**VERIFIQUE SUA COMPREENSÃO**
a: No texto sobre a balança, onde ela ficou escondida depois da faxina?
b: Cite o trecho do texto sobre a balança que vai de "Nem adiantou a" até "vida mais leve.".
c: Continue o texto sobre a balança a partir da última frase mostrada.

**TRECHO DO DOCUMENTO**
Tomei uma decisão importante esses dias: tirei a balança do armário. Desde uma faxina realizada alguns meses atrás, quando foi movida para dar passagem ao aspirador de pó, a impiedosa contadora de quilos estava escondida no fundo de uma sapateira, longe dos olhos e incapaz de gerar culpa. Mas vi que era hora de voltar à realidade, de parar de me enganar. Tirei a danada do armário, removi a poeira e subi. Ela confirmou o que as roupas já me diziam havia algumas semanas: nunca estive tão gordo.
Nem adiantou a velha estratégia de me pesar de manhã, antes de comer qualquer coisa e depois de fazer xixi. É a hora do dia em que estamos mais leves (fica a dica). Ainda assim, a balança mostrou um número inédito aos meus gulosos olhos. Ultrapassei a marca atingida em janeiro de 2019, quando voltei de uma saborosa e preguiçosa viagem ao Chile. Naquela época, assustado, procurei uma professora de emagrecimento, também conhecida como nutricionista, que me deu o mapa para uma vida mais leve.

Registros armazenados:
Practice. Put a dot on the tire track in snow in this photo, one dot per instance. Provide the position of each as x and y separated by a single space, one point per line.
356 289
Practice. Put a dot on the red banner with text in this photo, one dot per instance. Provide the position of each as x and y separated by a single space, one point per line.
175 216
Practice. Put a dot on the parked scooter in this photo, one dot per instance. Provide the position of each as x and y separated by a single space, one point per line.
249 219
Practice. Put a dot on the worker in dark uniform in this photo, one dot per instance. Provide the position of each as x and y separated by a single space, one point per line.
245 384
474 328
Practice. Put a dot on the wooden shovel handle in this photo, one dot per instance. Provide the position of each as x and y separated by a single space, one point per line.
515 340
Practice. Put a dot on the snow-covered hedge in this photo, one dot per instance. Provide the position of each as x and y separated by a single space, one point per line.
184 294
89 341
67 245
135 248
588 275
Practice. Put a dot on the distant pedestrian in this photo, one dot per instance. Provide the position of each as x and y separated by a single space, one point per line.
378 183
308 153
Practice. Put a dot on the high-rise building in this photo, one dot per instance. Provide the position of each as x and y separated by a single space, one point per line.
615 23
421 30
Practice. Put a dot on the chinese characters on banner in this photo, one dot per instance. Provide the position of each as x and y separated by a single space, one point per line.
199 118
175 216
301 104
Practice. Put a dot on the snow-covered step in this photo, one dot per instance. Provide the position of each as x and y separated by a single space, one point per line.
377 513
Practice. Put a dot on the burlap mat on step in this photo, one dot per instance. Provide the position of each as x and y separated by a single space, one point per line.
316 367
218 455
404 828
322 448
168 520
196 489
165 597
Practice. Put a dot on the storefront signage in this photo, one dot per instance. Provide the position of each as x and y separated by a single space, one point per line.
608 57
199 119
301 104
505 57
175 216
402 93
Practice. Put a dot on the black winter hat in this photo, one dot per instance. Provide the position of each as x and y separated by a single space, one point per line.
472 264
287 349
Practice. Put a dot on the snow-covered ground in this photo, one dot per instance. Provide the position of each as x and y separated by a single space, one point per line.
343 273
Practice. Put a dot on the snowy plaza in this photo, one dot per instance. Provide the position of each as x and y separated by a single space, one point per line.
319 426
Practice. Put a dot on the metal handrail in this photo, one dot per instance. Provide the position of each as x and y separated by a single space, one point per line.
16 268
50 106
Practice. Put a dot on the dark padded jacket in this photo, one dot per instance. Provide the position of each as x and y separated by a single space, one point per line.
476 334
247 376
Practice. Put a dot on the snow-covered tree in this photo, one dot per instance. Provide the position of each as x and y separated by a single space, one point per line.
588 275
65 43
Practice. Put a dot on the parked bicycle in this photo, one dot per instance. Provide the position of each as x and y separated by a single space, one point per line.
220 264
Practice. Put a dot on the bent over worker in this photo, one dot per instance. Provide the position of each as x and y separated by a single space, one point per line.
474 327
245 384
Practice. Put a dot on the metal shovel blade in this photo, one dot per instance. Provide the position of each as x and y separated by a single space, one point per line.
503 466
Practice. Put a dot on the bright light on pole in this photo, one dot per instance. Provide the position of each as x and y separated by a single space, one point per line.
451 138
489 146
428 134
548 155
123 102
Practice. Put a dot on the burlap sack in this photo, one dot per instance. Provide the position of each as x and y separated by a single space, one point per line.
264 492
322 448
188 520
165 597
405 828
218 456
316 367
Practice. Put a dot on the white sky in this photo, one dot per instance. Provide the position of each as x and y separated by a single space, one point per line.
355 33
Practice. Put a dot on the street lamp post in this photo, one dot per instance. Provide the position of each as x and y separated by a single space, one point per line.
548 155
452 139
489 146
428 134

**RESPOSTAS POR TAREFA**
a: No fundo de uma sapateira.

b:
Nem adiantou a velha estratégia de me pesar de manhã, antes de comer qualquer coisa e depois de fazer xixi. É a hora do dia em que estamos mais leves (fica a dica). Ainda assim, a balança mostrou um número inédito aos meus gulosos olhos. Ultrapassei a marca atingida em janeiro de 2019, quando voltei de uma saborosa e preguiçosa viagem ao Chile. Naquela época, assustado, procurei uma professora de emagrecimento, também conhecida como nutricionista, que me deu o mapa para uma vida mais leve.

c:
Durante meses segui a restrita dieta, que incluía abdicar das coisas que mais amo comer: derivados de leite, especialmente queijo derretido. Me esforcei e os resultados foram aparecendo. Me sentia melhor, respirava melhor, ficava menos cansado e as roupas diminuíram de tamanho. Mas aí chegou a pandemia e tudo mudou. Os doces e o queijo derretido voltaram à cena. E a sanfona que encolhia passou a expandir de novo.
Abro aqui um parêntese para confessar que, gordo de nascença (vim ao mundo com mais de 4kg), nunca entendi as críticas ao “efeito sanfona”. O que seria de mim se não tivesse períodos de emagrecimento nesse constante engordar? Calculo que hoje pesaria uns 300kg. Mas, voltando à sanfona expandida, comecei a refletir sobre o que me fez perder o controle de tal maneira.
A idade deve ser levada em conta, claro. Depois dos 40, emagrecer é mais difícil mesmo. Velhas táticas não funcionam mais e qualquer colherzinha de doce de leite à noite aparece em forma de curva extra no dia seguinte. Mas concluí que o recorde registrado na balança tem a ver com a pandemia, essa desgraçada que chegou para matar pessoas queridas e tornar a vida muito mais sem graça.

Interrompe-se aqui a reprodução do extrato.